_Quoted passage_:
Furfural is an organic compound with the formula C_{4}H_{3}OCHO. It is a colorless liquid, although commercial samples are often brown. It has an aldehyde group attached to the 2-position of furan. It is a product of the dehydration of sugars, as occurs in a variety of agricultural byproducts, including corncobs, oat, wheat bran, and sawdust. The name furfural comes from the Latin word furfur, meaning bran, referring to its usual source. Furfural is derived only from dried biomass. In addition to ethanol, acetic acid, and sugar, furfural is one of the oldest known organic chemicals available readily purified from natural precursors.

== History ==
Furfural was first isolated in 1821 (published in 1832) by the German chemist Johann Wolfgang Döbereiner, who produced a small sample as a byproduct of formic acid synthesis. In 1840, the Scottish chemist John Stenhouse found that the same chemical could be produced by distilling a wide variety of crop materials, including corn, oats, bran, and sawdust, with aqueous sulfuric acid; he also determined furfural's empirical formula (C_{5}H_{4}O_{2}). George Fownes named this oil "furfurol" in 1845 (from furfur (bran), and oleum (oil)). In 1848, the French chemist Auguste Cahours determined that furfural was an aldehyde. Determining the structure of furfural required some time: the furfural molecule contains a cyclic ether (furan), which tends to break open when it's treated with harsh reagents. In 1870, German chemist Adolf von Baeyer speculated about the structure of the chemically similar compounds furan and 2-furoic acid. Additional research by German chemist Heinrich Limpricht supported this idea. From work published in 1877, Baeyer had confirmed his previous belief on the structure of furfural. By 1886, furfurol was being called "furfural" (short for "furfuraldehyde") and the correct chemical structure for furfural was being proposed. By 1887, the German chemist Willy Marckwald had inferred that some derivatives of furfural contained a furan nucleus. In 1901, the German chemist Carl Harries determined furan's structure through work with succindialdehyde and 2-methylfuran, thereby also confirming furfural's proposed structure.

Furfural remained relatively obscure until 1922, when the Quaker Oats Company began mass-producing it from oat hulls. Today, furfural is still produced from agricultural byproducts like sugarcane bagasse and corn cobs. The main countries producing furfural today are the Dominican Republic, South Africa and China.

==Properties==
Furfural dissolves readily in most polar organic solvents, but it is only slightly soluble in either water or alkanes.

Furfural participates in the same kinds of reactions as other aldehydes and other aromatic compounds. It exhibits less aromatic character than benzene, as can be seen from the fact that furfural is readily hydrogenated to tetrahydrofurfuryl alcohol. When heated in the presence of acids, furfural irreversibly polymerizes, acting as a thermosetting polymer.

==Production==
Furfural may be obtained by the acid catalyzed dehydration of 5-carbon sugars (pentoses), particularly xylose.
C_{5}H_{10}O_{5} → C_{5}H_{4}O_{2} + 3 H_{2}O

These sugars may be obtained from pentosans obtained from hemicellulose present in lignocellulosic biomass.

_Required action 1_: Copy the furfural passage word for word, starting at "Furfural participates in" and ending at "a thermosetting polymer.".
_Required action 2_: According to the furfural passage, which company began mass-producing furfural in 1922, and from what material?

Natural-language object grounding data

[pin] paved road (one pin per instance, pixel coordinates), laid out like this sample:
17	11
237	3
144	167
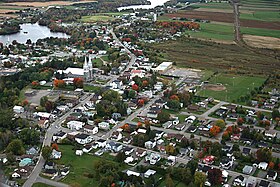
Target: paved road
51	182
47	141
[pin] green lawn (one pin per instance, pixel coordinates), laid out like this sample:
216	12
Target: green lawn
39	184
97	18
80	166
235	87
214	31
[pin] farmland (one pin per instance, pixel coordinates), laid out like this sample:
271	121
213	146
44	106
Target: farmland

...

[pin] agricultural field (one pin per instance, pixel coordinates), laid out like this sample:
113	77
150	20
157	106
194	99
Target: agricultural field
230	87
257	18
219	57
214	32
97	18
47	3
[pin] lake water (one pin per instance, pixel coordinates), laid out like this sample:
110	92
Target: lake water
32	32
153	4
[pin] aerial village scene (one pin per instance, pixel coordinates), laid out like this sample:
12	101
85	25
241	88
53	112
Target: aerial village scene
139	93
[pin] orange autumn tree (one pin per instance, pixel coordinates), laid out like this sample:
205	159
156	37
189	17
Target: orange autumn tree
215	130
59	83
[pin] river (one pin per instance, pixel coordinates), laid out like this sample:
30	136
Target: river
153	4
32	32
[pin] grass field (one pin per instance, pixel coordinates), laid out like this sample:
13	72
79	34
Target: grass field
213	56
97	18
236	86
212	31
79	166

---

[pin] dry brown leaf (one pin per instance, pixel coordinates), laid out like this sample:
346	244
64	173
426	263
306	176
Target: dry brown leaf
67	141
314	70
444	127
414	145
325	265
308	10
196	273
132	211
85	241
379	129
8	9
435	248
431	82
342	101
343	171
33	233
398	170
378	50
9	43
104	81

_Worked solution 1_:
Furfural participates in the same kinds of reactions as other aldehydes and other aromatic compounds. It exhibits less aromatic character than benzene, as can be seen from the fact that furfural is readily hydrogenated to tetrahydrofurfuryl alcohol. When heated in the presence of acids, furfural irreversibly polymerizes, acting as a thermosetting polymer.

_Worked solution 2_: The Quaker Oats Company, from oat hulls.